**Brief:** In the thread about the TV remote, what is the minimum number of remote presses needed to switch back to the TV channel or Netflix?

**Extract:**
Nowadays, a more capable 5.1 speaker receiver is connected to the TV.

There is only one remote, for both. To increase or decreae the volume after starting the TV now, I have to:

1. wait a few seconds while the internal speakers in the TV starts playing sound

2. the receiver and TV connect to each other, audio switches over to receiver

3. wait a few seconds

4. the TV channel (or Netflix or whatever) switches over to the receiver welcome screen. Audio stops playing, but audio is now switched over to the receiver, but there is no indication of what volume the receiver is set to. It's set to whatever it was last time it was used. It could be level 0, it could be level 100 or anything in between.

5. switch back to TV channel or Netflix. That's at a minimum 3 presses on the remote. (MENU, DOWN, ENTER) or (MENU, DOWN, LEFT, LEFT, ENTER) for instance. Don't press too fast, you have to wait ever so slightly between presses or they won't register.

6. Sorry, you were too impatient and fast when you switched back to TV, the receiver wants to show you its welcome screen again.

7. switch back to TV channel or Netflix. That's at a minimum 3 presses on the remote. (MENU, DOWN, ENTER) or (MENU, DOWN, LEFT, LEFT, ENTER) for instance. Don't press too fast, you have to wait ever so slightly between presses or they won't register.

8. Now you can change volume up and down. Very, very slowly. Hope it's not at night and you don't want to wake anyone up.

robot-wrangler · 2025-12-03T14:18:01 1764771481

Yep, it's a decent analogy: Giving up actual (user) control for the sake of having 1 controller. There's a type of person that finds it convenient. And another type that finds it a sloppy piss-poor interface that isn't showing off any decent engineering or design. At some point, many technologists started to fall into the first category? It's one thing to tolerate a bad situation due to lack of alternatives, but very different to slip into thinking that it must be the pinnacle of engineering excellence.

Around now some wit usually asks if the luddites also want to build circuits from scratch or allocate memory manually? Whatever, you can use a garbage collector! Point is that good technologists will typically give up control tactically, not as a pure reflex, and usually to predictable subsystems that are reliable, are well-understood, have clear boundaries and tolerances.

marcosdumay · 2025-12-03T16:26:47 1764779207

> predictable subsystems that are reliable, are well-understood, have clear boundaries and tolerances

I'd add with reliability, boundaries, and tolerances within the necessary values.

The problem with the TV remote is that nobody has given a damn about ergonomic needs for decades. The system is reliable, well understood, and has well known boundaries and tolerances; those are just completely outside of the requirements of the problem domain.

But I guess that's a completely off-topic tangent. LLMs fail much earlier.

automatic6131 · 2025-12-03T10:36:17 1764758177

>LLMs solve reliably entire classes of problems that are impossible to solve otherwise

Great! Agreed! So we're going to restrict LLMs to those classes of problems, right? And not invest trillions of dollars into the infrastructure, because these fields are only billion dollar problems. Right? Right!?

**Data excerpt:**
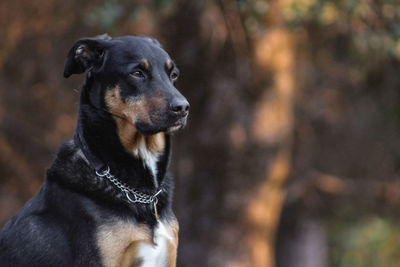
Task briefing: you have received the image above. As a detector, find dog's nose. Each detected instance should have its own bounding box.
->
[170,99,190,117]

**Expected output:** Three presses.